Problems to work on –
A. Answer these from the eyesight post:
(i) What have some seniors new to shooting been seen removing before their first time on the range, and what do they put on instead?
(ii) Besides the target, what else must a shooter be able to see in order to shoot safely?
(iii) Which other elements of shooting does the new mature shooter have to integrate after learning about the sights?
B. Reproduce the stretch of the eyesight post from "An instructor would" through "to a degree.", word for word.

Source extract –
--------------------------------------------------

This fairly lengthy post looks at the “Eyes” part of the most common shooting instruction/order given at ranges and shooting classes – “Eyes and Ears.”
Vision is the primary factor in accurate and safe shooting.
Big “duh” there, right? Obviously.
As we age, changes occur in our eyesight and we must adapt in many areas of our life, and shooting is no exception.
If you have been shooting for many years, the assumption is you have already made appropriate modifications to your shooting and aiming style in response to the gradual changes you’ve experienced over time.
If you have experienced more sudden changes – like an accident or stroke that affects your vision, or been prescribed new medications that affect your vision – your training over the years will serve you well and you have the experience to make appropriate adjustments in your shooting.
You know what you need to accomplish when you pull the trigger, and you already know you must modify for many factors contributing to how well you perform.
The new mature shooter, however, is at a disadvantage. She is just beginning to learn about a sight picture, what the sights are and do, how to align and adjust them. Then she must integrate the other elements of shooting – grip, breath control, stance, etc – When a visual problem, impairment or challenge is present, it can be daunting and discouraging.
As already stated, it is a no brainer that you must be able to see the target in order to aim, and hit it accurately. You also must be able to see what is beyond that target in order to safely shoot.
I have seen quite a few seniors new to shooting remove prescription glasses and replace them with standard, non corrective shooting glasses when they go out on the range for their first shooting experience.
I suspect some of this is due to being new to the sport and trying to follow the directive to wear protective eyewear and not thinking any more about it. Having protective eyewear is mandatory, but in my experience it is not typical for instructors to go past the “Eyes and Ears” directive, and pay more attention to having good vision as well.
While certainly not true of every mature novice shooter, it’s been my experience some seniors also exhibit a long standing habit of “looking the part” with an emphasis on showing confidence while doing it. Another less kind way of saying it: they are used to “faking it” and have gotten good at it and usually get away with it.
An instructor would not suspect there was a vision challenge for the mature student now wearing “eyes”, and she would likely not bring it to his/her attention either. Sometimes difficulty in achieving results after aiming and firing will prompt the student to tell the instructor they need corrective lenses, but not always. Depends on the need to be seen as competent and the coping strategies the elder shooter has brought to play. Instructors are trained to work a wide variety of issues that could cause the aiming problem, but to date I have not heard VISION being one of the main checkpoints, and emphasis is given on refining the technique, which usually does help to a degree.
Safe shooting requires being able to see the target and what is beyond. It is possible to develop more accurate shooting with compensation and a lifetime of guesswork, but if your vision impairment affects your distance, focusing, peripheral vision, not wearing corrective lenses becomes a safety issue. If your vision requires correction to drive or perform other daily tasks, then you will require corrective lenses while shooting.

--------------------------------------------------

Information given –
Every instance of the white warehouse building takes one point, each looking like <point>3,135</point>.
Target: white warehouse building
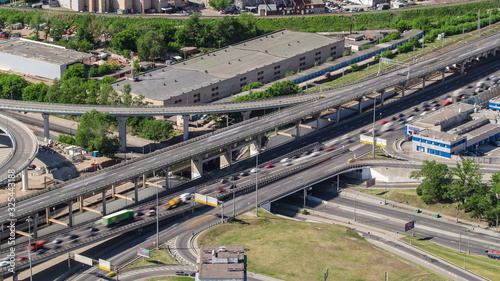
<point>38,59</point>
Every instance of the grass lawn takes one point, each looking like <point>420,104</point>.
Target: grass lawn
<point>170,279</point>
<point>409,196</point>
<point>483,266</point>
<point>292,250</point>
<point>158,257</point>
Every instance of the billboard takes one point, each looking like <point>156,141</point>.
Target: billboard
<point>370,182</point>
<point>83,259</point>
<point>207,200</point>
<point>409,225</point>
<point>366,139</point>
<point>143,252</point>
<point>105,265</point>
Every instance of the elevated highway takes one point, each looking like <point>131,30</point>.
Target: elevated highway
<point>254,127</point>
<point>24,149</point>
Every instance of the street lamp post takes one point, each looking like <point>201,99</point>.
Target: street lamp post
<point>257,183</point>
<point>29,247</point>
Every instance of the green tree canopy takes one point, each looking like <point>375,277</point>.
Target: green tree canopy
<point>94,133</point>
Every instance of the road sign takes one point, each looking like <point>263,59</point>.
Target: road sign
<point>143,252</point>
<point>105,265</point>
<point>83,259</point>
<point>409,225</point>
<point>385,60</point>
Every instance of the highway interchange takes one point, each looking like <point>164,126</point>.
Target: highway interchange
<point>216,138</point>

--------------------------------------------------

Task-by-task outputs –
A.
(i) They remove prescription glasses and replace them with standard, non-corrective shooting glasses.
(ii) What is beyond the target.
(iii) Grip, breath control and stance.

B.
An instructor would not suspect there was a vision challenge for the mature student now wearing “eyes”, and she would likely not bring it to his/her attention either. Sometimes difficulty in achieving results after aiming and firing will prompt the student to tell the instructor they need corrective lenses, but not always. Depends on the need to be seen as competent and the coping strategies the elder shooter has brought to play. Instructors are trained to work a wide variety of issues that could cause the aiming problem, but to date I have not heard VISION being one of the main checkpoints, and emphasis is given on refining the technique, which usually does help to a degree.